### Task brief
Using the data below, repeat all of it precisely.
Start of Information
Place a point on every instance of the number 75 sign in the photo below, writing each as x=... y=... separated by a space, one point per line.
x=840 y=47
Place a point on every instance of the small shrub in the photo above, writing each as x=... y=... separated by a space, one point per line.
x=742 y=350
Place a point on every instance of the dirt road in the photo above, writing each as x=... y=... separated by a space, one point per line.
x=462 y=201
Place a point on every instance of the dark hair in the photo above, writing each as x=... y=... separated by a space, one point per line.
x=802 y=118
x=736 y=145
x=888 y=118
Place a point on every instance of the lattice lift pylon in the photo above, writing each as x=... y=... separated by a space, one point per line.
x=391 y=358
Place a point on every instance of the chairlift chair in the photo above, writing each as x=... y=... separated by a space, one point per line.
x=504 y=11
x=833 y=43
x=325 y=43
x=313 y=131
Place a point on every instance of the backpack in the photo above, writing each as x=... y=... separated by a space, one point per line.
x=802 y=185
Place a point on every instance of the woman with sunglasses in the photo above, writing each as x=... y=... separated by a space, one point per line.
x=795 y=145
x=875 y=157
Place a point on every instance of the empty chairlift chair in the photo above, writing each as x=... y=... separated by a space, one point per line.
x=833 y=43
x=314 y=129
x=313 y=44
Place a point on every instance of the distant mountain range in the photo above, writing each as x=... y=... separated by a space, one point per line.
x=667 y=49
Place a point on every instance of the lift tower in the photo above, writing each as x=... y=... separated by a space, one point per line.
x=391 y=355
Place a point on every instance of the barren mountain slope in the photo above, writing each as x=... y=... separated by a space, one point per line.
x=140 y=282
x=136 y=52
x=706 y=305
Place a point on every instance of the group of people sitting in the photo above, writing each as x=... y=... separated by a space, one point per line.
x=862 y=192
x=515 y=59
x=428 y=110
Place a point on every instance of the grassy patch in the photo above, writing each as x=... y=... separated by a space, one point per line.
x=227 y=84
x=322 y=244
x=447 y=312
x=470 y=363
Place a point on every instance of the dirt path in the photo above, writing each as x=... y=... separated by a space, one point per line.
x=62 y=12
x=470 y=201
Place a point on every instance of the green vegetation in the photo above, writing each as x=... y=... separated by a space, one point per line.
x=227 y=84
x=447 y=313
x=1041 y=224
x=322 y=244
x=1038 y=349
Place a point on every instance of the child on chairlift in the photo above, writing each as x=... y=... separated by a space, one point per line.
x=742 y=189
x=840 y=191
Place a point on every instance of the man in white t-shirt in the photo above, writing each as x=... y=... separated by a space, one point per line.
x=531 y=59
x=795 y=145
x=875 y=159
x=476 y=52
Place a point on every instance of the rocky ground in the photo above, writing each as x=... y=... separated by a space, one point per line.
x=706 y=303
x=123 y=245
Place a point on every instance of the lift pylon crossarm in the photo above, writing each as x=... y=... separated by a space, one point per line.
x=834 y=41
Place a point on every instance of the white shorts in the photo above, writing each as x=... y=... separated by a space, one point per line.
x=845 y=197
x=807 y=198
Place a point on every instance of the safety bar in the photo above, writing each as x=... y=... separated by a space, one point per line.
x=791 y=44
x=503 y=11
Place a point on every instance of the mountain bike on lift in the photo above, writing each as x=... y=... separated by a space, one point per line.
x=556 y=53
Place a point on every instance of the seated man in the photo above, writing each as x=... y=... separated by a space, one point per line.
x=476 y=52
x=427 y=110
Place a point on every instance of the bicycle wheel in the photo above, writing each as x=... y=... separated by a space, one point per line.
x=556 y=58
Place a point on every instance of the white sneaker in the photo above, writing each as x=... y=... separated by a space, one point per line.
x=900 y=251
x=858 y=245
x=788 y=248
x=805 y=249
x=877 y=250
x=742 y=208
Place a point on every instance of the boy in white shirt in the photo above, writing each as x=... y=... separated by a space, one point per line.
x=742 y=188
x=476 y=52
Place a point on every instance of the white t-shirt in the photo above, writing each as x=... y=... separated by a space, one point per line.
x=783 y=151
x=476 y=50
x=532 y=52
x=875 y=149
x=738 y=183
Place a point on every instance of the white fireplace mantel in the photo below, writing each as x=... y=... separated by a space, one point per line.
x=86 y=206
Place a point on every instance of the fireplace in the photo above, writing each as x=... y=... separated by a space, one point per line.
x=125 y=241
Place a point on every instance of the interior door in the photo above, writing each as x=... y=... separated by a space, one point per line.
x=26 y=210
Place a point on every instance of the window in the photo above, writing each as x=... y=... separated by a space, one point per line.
End of Information
### Written solution
Place a point on every instance of the number 75 sign in the photo below, writing each as x=... y=... separated by a space, one point per line.
x=840 y=47
Place a point on every instance of the small shrub in the photo above, writing each as x=... y=... separated by a space, one point per line.
x=742 y=350
Place a point on every instance of the dirt road in the photo above, writing each as x=... y=... separated by a space, one point per line.
x=462 y=201
Place a point on every instance of the dark hair in the photo above, writing each as x=... y=... separated by a space, one point per line.
x=802 y=118
x=736 y=145
x=888 y=118
Place a point on every instance of the lattice lift pylon in the photo above, writing each as x=... y=... separated by a space, one point per line.
x=391 y=358
Place a point on every instance of the chairlift chair in the photo above, writing each as x=... y=... separated by a space, one point per line.
x=504 y=11
x=833 y=43
x=325 y=43
x=313 y=131
Place a point on every instance of the backpack in the photo above, writing each as x=... y=... separated by a space, one point per line.
x=802 y=185
Place a point on every instance of the woman with sunglasses in the photo above, writing each as x=... y=... separated by a space, one point per line.
x=795 y=145
x=875 y=157
Place a point on every instance of the empty chairlift chair in the photo above, writing each as x=... y=... separated by a space, one point per line.
x=833 y=43
x=314 y=129
x=313 y=44
Place a point on every instance of the distant mountain range in the photo above, writing each as x=... y=... separated by a space, one point per line.
x=667 y=49
Place a point on every instance of the lift tower in the photo above, writing each as x=... y=... separated by a space, one point per line.
x=391 y=355
Place a point on every instance of the barren mountain slope in the photo above, writing each as x=... y=... separated by a space, one point per line.
x=140 y=282
x=136 y=52
x=706 y=305
Place a point on every instance of the group of people sitting in the photo above, writing each as x=... y=... separated by a space, one point per line.
x=862 y=192
x=515 y=59
x=428 y=110
Place a point on every instance of the grassy patch in the photo above, writing each as x=... y=... separated by a space, one point per line.
x=227 y=84
x=322 y=244
x=447 y=312
x=470 y=363
Place a point on every instance of the dirt path in the photo above, writing each as x=... y=... separated by a space, one point per line.
x=62 y=12
x=470 y=201
Place a point on every instance of the green vegetation in the photo above, writing each as x=... y=... separated by a space, one point per line.
x=227 y=84
x=447 y=313
x=1041 y=224
x=322 y=244
x=1038 y=349
Place a point on every instance of the child on chairlift in the photo above, writing each as x=... y=... separated by a space, one point per line.
x=742 y=189
x=840 y=191
Place a point on every instance of the man in white t-shirt in the photo above, writing each as x=... y=... separated by a space, one point per line.
x=531 y=59
x=795 y=145
x=875 y=159
x=476 y=52
Place a point on every instance of the rocky ground in the photo above, writing each as x=... y=... separated by a space, one point per line.
x=706 y=303
x=123 y=245
Place a point on every instance of the lift pylon crossarm in the photo above, writing each as x=... y=... separated by a space, one point per line.
x=834 y=41
Place a point on every instance of the white shorts in the photo above, writing each as x=... y=... separated by a space, one point per line.
x=845 y=197
x=807 y=198
Place a point on every instance of the safety bar in the photo above, writing each as x=... y=... separated by a space, one point per line.
x=791 y=44
x=503 y=11
Place a point on every instance of the mountain bike on lift in the photo above, writing each as x=... y=... separated by a space, one point per line.
x=556 y=53
Place a point on every instance of the seated man in the photo above, writing each as x=... y=... separated by a space, one point per line.
x=476 y=52
x=427 y=110
Place a point on every instance of the bicycle wheel in the photo above, writing each as x=... y=... separated by a space, one point per line.
x=556 y=58
Place a point on every instance of the white sneaker in the photo above, writing each as x=... y=... separated by a space, one point per line.
x=900 y=251
x=858 y=245
x=788 y=248
x=805 y=249
x=877 y=250
x=742 y=208
Place a point on every instance of the boy in white shirt in the photo above, writing each as x=... y=... separated by a space, one point per line.
x=742 y=188
x=476 y=52
Place a point on every instance of the white t-shirt in the photo above, writing each as x=... y=... separated by a space, one point per line.
x=783 y=151
x=476 y=50
x=532 y=52
x=875 y=149
x=738 y=183
Place a point on every instance of the white fireplace mantel in the photo below, writing each as x=... y=... separated by a space, one point per line.
x=86 y=206
Place a point on every instance of the fireplace in the photo above, writing each as x=... y=... separated by a space, one point per line.
x=125 y=241
Place a point on every instance of the interior door in the photo above, writing each as x=... y=... separated by a space, one point per line.
x=26 y=210
Place a point on every instance of the window in the photo above, writing each as x=... y=... separated by a space, one point per line.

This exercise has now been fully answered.